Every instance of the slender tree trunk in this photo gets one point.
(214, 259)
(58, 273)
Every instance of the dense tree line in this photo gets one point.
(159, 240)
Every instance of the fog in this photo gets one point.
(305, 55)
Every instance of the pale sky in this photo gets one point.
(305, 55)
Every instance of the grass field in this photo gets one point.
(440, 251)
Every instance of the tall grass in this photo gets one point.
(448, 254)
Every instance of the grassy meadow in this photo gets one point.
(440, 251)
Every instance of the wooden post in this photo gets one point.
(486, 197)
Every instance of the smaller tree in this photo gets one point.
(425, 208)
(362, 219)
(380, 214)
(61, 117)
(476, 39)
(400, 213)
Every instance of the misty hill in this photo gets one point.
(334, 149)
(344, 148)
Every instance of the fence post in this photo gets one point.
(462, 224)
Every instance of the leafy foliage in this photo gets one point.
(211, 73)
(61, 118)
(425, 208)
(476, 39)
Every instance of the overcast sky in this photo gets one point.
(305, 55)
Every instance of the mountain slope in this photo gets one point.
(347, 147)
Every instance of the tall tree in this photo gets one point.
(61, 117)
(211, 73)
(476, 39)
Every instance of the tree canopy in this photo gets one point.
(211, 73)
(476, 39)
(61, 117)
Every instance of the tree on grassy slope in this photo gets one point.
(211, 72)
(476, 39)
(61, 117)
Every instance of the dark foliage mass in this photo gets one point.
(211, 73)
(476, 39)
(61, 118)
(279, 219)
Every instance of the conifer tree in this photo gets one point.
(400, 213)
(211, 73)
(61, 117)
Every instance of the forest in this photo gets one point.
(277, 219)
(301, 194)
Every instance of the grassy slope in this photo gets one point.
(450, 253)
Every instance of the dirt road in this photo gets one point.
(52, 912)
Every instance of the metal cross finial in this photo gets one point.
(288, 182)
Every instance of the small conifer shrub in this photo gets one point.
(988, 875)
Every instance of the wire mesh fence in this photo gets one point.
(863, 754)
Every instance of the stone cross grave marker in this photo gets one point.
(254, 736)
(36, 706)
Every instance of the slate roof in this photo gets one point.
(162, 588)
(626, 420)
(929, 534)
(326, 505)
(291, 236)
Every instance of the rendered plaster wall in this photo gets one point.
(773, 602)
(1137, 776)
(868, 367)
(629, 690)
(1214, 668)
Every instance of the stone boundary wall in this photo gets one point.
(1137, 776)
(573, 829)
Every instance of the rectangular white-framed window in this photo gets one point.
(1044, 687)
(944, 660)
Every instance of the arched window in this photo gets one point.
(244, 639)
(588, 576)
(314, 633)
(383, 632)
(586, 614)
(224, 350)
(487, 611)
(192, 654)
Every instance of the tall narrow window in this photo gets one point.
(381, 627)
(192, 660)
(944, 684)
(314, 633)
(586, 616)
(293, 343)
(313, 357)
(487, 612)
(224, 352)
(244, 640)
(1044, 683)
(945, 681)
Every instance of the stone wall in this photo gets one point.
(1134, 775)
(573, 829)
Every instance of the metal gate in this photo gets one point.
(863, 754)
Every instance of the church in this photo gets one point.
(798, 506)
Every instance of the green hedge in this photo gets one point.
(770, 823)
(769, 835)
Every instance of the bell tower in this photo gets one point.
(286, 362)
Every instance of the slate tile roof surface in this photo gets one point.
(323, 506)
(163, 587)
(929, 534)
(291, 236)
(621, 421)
================================
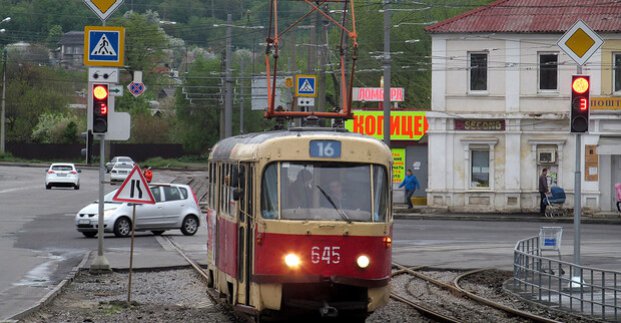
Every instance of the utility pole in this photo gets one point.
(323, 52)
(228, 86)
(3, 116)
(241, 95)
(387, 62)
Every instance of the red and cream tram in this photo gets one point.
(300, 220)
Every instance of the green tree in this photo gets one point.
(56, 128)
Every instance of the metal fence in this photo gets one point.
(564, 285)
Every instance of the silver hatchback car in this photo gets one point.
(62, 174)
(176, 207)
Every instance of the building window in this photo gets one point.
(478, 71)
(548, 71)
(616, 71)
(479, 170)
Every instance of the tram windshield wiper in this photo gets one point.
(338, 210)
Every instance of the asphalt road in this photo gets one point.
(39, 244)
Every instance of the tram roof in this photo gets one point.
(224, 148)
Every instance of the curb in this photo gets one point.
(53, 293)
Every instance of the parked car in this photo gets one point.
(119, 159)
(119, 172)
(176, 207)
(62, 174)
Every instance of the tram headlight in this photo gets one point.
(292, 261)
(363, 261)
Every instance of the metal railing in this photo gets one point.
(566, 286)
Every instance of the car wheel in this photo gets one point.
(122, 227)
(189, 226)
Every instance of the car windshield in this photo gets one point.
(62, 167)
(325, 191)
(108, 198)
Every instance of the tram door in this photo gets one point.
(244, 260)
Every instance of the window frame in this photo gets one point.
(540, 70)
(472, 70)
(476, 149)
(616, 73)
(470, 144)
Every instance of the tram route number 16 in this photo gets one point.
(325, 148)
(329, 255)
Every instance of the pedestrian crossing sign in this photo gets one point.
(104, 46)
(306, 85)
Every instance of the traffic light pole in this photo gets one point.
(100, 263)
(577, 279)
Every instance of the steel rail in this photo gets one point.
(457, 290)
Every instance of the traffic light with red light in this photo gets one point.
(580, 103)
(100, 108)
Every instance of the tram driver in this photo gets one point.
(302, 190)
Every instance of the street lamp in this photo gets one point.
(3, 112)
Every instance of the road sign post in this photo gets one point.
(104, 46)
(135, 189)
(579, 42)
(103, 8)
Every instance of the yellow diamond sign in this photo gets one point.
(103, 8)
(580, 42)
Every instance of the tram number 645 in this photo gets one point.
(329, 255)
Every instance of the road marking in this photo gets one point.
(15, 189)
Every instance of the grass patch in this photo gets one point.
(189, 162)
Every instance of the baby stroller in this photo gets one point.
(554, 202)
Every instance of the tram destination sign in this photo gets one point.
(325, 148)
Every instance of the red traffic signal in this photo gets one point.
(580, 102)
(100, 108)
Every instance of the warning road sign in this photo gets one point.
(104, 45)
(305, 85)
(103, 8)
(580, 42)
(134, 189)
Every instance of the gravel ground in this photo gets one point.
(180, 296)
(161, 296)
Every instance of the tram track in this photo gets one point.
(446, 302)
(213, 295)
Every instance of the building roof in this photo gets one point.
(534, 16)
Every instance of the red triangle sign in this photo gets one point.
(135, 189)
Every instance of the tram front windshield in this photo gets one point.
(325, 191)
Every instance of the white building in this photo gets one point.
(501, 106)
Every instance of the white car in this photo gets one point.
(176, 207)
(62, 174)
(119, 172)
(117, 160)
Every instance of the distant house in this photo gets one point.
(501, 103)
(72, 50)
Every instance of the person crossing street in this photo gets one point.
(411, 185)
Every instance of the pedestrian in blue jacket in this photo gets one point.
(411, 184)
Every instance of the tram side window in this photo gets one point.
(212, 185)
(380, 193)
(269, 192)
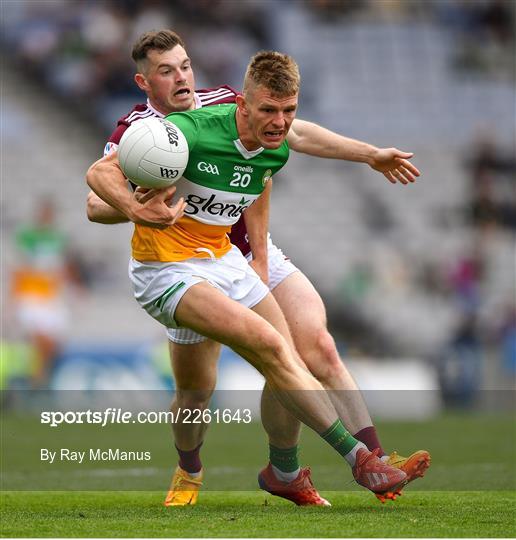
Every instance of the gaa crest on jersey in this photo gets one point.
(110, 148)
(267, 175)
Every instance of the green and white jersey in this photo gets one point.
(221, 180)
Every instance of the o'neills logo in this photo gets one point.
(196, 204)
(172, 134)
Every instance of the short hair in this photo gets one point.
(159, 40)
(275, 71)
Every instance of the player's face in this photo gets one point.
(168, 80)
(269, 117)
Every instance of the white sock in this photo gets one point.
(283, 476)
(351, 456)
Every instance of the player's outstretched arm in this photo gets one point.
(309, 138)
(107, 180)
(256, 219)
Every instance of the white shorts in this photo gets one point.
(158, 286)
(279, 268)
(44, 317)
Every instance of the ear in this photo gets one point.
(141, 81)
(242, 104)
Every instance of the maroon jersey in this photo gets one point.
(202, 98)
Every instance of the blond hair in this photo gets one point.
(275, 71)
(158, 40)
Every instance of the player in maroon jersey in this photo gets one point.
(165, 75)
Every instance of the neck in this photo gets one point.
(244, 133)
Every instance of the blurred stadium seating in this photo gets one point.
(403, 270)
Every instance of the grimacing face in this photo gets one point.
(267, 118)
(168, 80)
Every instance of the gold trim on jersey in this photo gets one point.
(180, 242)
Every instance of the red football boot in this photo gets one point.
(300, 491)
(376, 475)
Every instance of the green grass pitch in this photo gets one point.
================================
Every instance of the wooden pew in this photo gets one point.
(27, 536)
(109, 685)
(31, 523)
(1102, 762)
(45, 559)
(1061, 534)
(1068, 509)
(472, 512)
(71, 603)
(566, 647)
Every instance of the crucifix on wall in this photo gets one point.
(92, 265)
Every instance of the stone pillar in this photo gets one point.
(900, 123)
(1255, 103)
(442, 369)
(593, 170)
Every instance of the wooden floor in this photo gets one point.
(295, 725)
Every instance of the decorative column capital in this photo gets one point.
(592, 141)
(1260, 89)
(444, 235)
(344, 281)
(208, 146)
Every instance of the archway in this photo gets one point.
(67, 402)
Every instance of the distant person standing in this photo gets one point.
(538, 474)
================================
▶ _Aim of the task_:
Can you collect every line above that contains the word "windshield"? Case counts, so a capitalized form doesn't match.

▶ _Reply to the exercise_:
Every instance of the tram windshield wiper in this photo gets one point.
Every instance of the car windshield in this photo gets one point.
Every instance of the tram front windshield in this photo gets one point.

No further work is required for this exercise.